Excerpted passage |
========

News & Press: Member Insights

The Future of Philanthropy: 4 trends to pay attention to

Wednesday, October 18, 2017  

By Brenda B. Asare, President & CEO, The Alford Group

Philanthropy in the 21st Century has rapidly changed and continues to do so. There is a rapid increase in available data, tools to analyze and interpret the data, fundraising technology, as well as an increase in diversity among donors and staff.

As fundraising and nonprofit professionals, we are working in an industry that is changing before our eyes. It’s an exciting time to be in philanthropy, yet challenging to stay ahead of the curve. I’ve had many conversations with clients about the most important trends to be aware of and to stay on top of.

Here are the four top trends you should be paying attention to right now to assess the future of philanthropy:

  1. Diverse donor demographics can be reached
  2. Donors want to engage differently today
  3. Technology is changing how we operate
  4. Proposed tax policy will reduce charitable giving by $13 billion
Diverse donor demographics can be reached

Diversity has been a topic in philanthropy for many years. Today we agree that there is a need to reach new demographics through fundraising, but there is still uncertainty about who to reach out to and how. Jackie Copeland-Carson, Ph.D. is the Chief Program and Operations Officer with Catholic Charities of Santa Clara County in California. She has been studying this issue for more than 30 years. Jackie recently spoke at the AFP International Conference and as a guest webinar speaker on this topic. Her research shows:

  • 7 million Hispanics and African-Americans had a net worth of more than $500,000 in 2011
  • Asian-Americans have the highest median income
  • Nigerian-Americans are the most educated of all American ethnic groups

So, why aren’t we seeing these demographics reflected in American fundraising? The answer is simple: they are not being asked. Fundraisers and nonprofit leaders in many cases have pre-conceived notions about these communities. These include:

  • People of color don’t give, so why ask?

========

(Location labeling records)

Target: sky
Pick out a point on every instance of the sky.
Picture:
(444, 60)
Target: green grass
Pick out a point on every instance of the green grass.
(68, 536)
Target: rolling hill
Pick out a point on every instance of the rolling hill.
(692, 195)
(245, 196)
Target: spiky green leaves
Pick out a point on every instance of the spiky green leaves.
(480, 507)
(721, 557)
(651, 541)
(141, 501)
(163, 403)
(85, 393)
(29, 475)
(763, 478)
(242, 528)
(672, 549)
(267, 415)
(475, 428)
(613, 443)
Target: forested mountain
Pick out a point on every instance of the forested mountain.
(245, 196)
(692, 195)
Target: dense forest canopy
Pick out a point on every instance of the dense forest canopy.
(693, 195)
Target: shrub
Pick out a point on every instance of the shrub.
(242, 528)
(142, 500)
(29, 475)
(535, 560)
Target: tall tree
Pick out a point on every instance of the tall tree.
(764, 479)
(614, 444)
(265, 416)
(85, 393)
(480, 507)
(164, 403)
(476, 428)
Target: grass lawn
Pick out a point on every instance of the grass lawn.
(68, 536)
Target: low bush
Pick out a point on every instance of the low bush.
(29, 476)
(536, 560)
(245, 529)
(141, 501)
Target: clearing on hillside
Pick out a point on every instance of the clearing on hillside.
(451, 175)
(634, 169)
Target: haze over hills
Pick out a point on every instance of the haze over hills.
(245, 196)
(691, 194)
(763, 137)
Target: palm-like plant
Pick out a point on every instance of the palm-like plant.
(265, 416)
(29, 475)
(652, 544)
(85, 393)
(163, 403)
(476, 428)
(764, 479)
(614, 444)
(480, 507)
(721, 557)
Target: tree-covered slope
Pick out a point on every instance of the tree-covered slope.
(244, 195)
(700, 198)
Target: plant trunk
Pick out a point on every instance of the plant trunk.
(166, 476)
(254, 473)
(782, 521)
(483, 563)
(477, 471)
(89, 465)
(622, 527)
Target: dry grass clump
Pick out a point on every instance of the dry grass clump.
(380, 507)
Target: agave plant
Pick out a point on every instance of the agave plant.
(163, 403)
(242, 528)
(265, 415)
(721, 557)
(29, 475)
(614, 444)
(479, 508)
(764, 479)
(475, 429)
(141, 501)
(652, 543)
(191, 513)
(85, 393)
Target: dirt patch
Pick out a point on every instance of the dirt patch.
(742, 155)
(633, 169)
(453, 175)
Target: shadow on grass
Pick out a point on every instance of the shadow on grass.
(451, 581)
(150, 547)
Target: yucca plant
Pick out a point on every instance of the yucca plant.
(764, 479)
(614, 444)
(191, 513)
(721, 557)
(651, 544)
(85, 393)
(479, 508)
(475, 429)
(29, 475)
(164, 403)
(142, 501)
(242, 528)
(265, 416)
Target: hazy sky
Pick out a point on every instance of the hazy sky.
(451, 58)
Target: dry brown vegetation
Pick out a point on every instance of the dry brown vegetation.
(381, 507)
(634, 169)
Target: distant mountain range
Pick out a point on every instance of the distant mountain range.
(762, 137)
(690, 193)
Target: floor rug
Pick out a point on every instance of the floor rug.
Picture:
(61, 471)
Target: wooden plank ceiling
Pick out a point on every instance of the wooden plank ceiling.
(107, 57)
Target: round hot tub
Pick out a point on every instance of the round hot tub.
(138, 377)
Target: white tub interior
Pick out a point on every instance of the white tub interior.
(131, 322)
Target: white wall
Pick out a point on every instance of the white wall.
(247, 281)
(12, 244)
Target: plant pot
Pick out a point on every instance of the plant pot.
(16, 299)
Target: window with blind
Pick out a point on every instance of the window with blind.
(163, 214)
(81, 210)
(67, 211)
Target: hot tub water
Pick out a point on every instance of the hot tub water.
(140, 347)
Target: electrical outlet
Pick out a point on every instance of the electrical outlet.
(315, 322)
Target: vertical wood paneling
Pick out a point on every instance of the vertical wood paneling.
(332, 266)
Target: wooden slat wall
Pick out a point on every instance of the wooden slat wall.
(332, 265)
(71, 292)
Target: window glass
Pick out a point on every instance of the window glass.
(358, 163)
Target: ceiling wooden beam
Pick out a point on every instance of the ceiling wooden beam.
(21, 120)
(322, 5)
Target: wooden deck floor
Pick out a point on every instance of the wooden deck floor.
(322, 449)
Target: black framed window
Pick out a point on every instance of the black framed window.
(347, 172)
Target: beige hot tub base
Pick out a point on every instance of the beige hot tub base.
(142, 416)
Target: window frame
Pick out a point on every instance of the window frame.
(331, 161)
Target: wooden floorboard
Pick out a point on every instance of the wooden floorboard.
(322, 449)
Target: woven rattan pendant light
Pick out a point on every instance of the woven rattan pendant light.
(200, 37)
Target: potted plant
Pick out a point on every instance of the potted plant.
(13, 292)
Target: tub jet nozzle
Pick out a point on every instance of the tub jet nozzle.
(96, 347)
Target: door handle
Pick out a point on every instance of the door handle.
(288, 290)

========

Task requirements |
Resume the article on trends in philanthropy, starting right after its final line.

Answer to the problem |
  • People of color only give in small amounts
  • People of color only give to religious organizations
  • It will cost too much to develop these new relationships

Once leaders get past these pre-conceived notions, the classic question remains: but HOW do I reach those demographics? A recent 2017 report concludes with specific tactics to reach high net worth people of color. The key to each is meeting this demographic where they are. A few ideas include:

  • Engage with them directly
  • Focus on building a network of high net worth donors vs. recruiting a few to join your board
  • Ensure the influencers they currently seek advice from (lawyers, accountants, professional advisers) have information about philanthropy
  • Improve the cultural competency of your current high net worth donor networks

Diversity doesn’t only mean racial diversity. The future of philanthropy will include the next generation of philanthropists. Gen Xers and Millennials are already changing the face of our workforce, our volunteer networks, nonprofit boards, and donor pool.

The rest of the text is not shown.